## [What to do]
Wherever "tree" occurs in the entries, copy the line that holds it.

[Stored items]

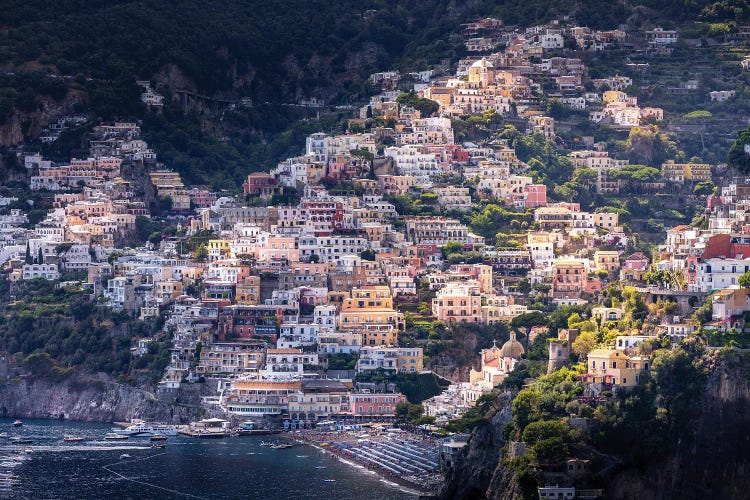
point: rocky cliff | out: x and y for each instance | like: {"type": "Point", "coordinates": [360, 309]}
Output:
{"type": "Point", "coordinates": [714, 462]}
{"type": "Point", "coordinates": [479, 461]}
{"type": "Point", "coordinates": [93, 399]}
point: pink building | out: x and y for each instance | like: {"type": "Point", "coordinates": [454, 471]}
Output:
{"type": "Point", "coordinates": [367, 404]}
{"type": "Point", "coordinates": [535, 195]}
{"type": "Point", "coordinates": [202, 198]}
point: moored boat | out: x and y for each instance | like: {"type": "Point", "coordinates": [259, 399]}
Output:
{"type": "Point", "coordinates": [113, 436]}
{"type": "Point", "coordinates": [18, 440]}
{"type": "Point", "coordinates": [144, 429]}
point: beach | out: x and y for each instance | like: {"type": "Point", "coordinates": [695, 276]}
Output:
{"type": "Point", "coordinates": [358, 449]}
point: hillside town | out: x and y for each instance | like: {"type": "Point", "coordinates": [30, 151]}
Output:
{"type": "Point", "coordinates": [317, 289]}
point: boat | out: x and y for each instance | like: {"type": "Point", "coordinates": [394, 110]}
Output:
{"type": "Point", "coordinates": [113, 436]}
{"type": "Point", "coordinates": [249, 429]}
{"type": "Point", "coordinates": [144, 429]}
{"type": "Point", "coordinates": [21, 441]}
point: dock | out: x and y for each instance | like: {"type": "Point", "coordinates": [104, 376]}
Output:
{"type": "Point", "coordinates": [186, 430]}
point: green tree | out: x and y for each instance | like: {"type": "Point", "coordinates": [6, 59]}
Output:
{"type": "Point", "coordinates": [701, 117]}
{"type": "Point", "coordinates": [201, 253]}
{"type": "Point", "coordinates": [704, 188]}
{"type": "Point", "coordinates": [584, 343]}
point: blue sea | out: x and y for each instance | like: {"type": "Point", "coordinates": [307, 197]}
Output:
{"type": "Point", "coordinates": [237, 467]}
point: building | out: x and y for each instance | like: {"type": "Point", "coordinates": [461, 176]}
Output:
{"type": "Point", "coordinates": [395, 359]}
{"type": "Point", "coordinates": [682, 172]}
{"type": "Point", "coordinates": [569, 279]}
{"type": "Point", "coordinates": [318, 399]}
{"type": "Point", "coordinates": [370, 305]}
{"type": "Point", "coordinates": [423, 230]}
{"type": "Point", "coordinates": [231, 358]}
{"type": "Point", "coordinates": [43, 271]}
{"type": "Point", "coordinates": [369, 404]}
{"type": "Point", "coordinates": [259, 398]}
{"type": "Point", "coordinates": [497, 363]}
{"type": "Point", "coordinates": [613, 368]}
{"type": "Point", "coordinates": [458, 302]}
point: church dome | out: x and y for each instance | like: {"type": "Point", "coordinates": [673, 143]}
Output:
{"type": "Point", "coordinates": [512, 348]}
{"type": "Point", "coordinates": [482, 63]}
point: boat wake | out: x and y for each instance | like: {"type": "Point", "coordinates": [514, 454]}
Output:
{"type": "Point", "coordinates": [144, 483]}
{"type": "Point", "coordinates": [86, 447]}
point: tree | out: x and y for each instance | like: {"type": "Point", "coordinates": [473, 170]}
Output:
{"type": "Point", "coordinates": [704, 188]}
{"type": "Point", "coordinates": [368, 255]}
{"type": "Point", "coordinates": [584, 343]}
{"type": "Point", "coordinates": [545, 429]}
{"type": "Point", "coordinates": [426, 107]}
{"type": "Point", "coordinates": [701, 117]}
{"type": "Point", "coordinates": [201, 253]}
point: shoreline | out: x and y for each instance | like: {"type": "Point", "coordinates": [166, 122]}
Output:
{"type": "Point", "coordinates": [395, 482]}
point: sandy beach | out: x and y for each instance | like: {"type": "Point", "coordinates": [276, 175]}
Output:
{"type": "Point", "coordinates": [321, 441]}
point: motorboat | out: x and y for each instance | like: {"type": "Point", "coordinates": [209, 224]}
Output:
{"type": "Point", "coordinates": [281, 446]}
{"type": "Point", "coordinates": [113, 436]}
{"type": "Point", "coordinates": [18, 440]}
{"type": "Point", "coordinates": [144, 429]}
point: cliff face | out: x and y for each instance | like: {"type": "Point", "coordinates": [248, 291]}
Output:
{"type": "Point", "coordinates": [479, 461]}
{"type": "Point", "coordinates": [22, 126]}
{"type": "Point", "coordinates": [95, 400]}
{"type": "Point", "coordinates": [715, 462]}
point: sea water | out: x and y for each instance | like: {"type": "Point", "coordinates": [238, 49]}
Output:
{"type": "Point", "coordinates": [237, 467]}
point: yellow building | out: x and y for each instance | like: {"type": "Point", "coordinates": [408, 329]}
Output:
{"type": "Point", "coordinates": [218, 249]}
{"type": "Point", "coordinates": [248, 291]}
{"type": "Point", "coordinates": [458, 302]}
{"type": "Point", "coordinates": [681, 172]}
{"type": "Point", "coordinates": [379, 335]}
{"type": "Point", "coordinates": [610, 367]}
{"type": "Point", "coordinates": [369, 305]}
{"type": "Point", "coordinates": [318, 399]}
{"type": "Point", "coordinates": [607, 260]}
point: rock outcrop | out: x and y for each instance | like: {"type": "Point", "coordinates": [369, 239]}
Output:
{"type": "Point", "coordinates": [478, 464]}
{"type": "Point", "coordinates": [93, 399]}
{"type": "Point", "coordinates": [713, 463]}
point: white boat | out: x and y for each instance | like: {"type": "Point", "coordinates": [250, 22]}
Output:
{"type": "Point", "coordinates": [113, 436]}
{"type": "Point", "coordinates": [144, 429]}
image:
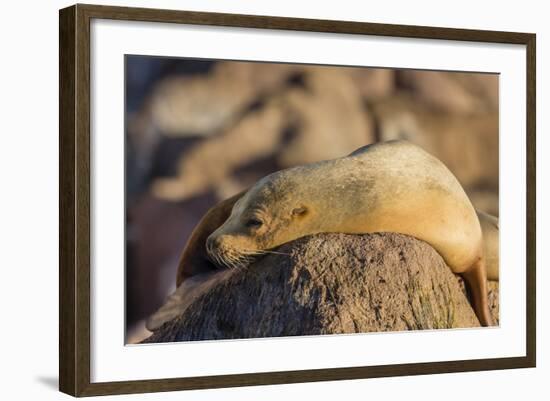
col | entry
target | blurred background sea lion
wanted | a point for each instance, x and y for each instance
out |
(199, 131)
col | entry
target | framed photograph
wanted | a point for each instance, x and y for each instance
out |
(250, 200)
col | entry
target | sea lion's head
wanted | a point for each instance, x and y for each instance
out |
(271, 213)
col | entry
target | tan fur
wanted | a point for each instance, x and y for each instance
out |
(392, 186)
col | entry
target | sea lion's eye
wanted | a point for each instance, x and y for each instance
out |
(254, 223)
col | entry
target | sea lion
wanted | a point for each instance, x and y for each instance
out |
(386, 187)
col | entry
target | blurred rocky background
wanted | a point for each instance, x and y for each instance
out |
(198, 131)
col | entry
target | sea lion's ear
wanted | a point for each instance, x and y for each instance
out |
(299, 211)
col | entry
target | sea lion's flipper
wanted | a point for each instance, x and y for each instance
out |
(476, 280)
(193, 259)
(490, 229)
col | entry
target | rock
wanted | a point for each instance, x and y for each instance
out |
(322, 117)
(467, 145)
(453, 92)
(326, 284)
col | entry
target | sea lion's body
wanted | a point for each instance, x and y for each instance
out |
(387, 187)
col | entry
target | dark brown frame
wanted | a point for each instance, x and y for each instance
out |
(74, 202)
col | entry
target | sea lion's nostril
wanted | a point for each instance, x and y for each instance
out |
(210, 243)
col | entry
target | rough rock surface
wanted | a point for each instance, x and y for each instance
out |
(329, 284)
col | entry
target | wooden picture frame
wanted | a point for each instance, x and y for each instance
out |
(75, 208)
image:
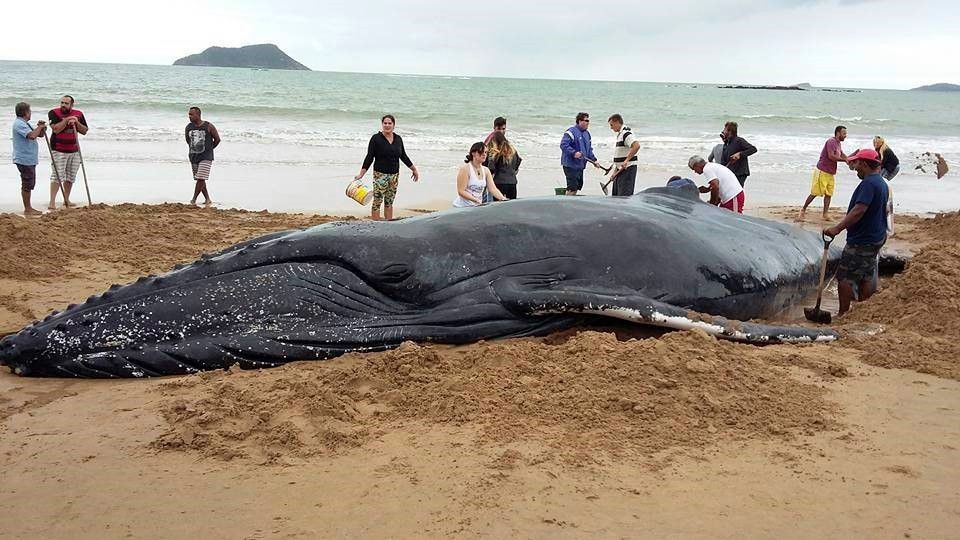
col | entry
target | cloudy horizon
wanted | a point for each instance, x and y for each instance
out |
(827, 43)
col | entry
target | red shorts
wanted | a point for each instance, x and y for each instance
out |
(735, 204)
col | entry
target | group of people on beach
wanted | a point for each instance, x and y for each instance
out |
(66, 124)
(490, 168)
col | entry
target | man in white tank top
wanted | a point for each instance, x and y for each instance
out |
(722, 185)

## [The completed task]
point: green tree | out: x and y for each instance | like: {"type": "Point", "coordinates": [6, 59]}
point: tree | out: x and y for each instance | like: {"type": "Point", "coordinates": [473, 170]}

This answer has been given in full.